◆ **THE TASK**:
Give a verbatim copy of the lines below, minus the pictures.

[Start ROWS]

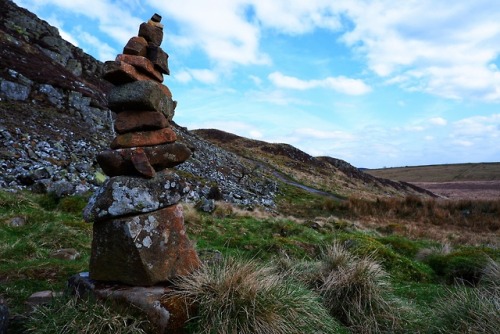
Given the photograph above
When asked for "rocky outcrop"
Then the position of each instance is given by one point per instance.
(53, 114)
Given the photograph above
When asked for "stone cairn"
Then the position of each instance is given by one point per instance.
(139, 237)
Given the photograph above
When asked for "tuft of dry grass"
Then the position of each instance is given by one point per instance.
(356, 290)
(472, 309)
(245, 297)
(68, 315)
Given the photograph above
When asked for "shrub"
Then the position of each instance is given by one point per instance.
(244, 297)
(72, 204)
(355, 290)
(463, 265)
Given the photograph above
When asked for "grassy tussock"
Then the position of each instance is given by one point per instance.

[End ROWS]

◆ **EXERCISE ANSWER**:
Given the photograph above
When asked for "rocky outcrop"
Then the position of each instance is given by one point per instance.
(53, 114)
Given the photograph above
When asked for "stone cairn"
Then the position of each instance is given by one point per instance.
(139, 237)
Given the photograph above
When asked for "tuft of dry grass"
Then the position of each instance is given by one point per instance.
(356, 290)
(472, 309)
(245, 297)
(68, 315)
Given the photograph above
When asked for "shrub"
Then the position of each instance is given by one point per instance.
(244, 297)
(72, 204)
(355, 290)
(463, 265)
Given the photograph above
When asked for "grassy tussock"
Then the position of each instance is given by one point per instance.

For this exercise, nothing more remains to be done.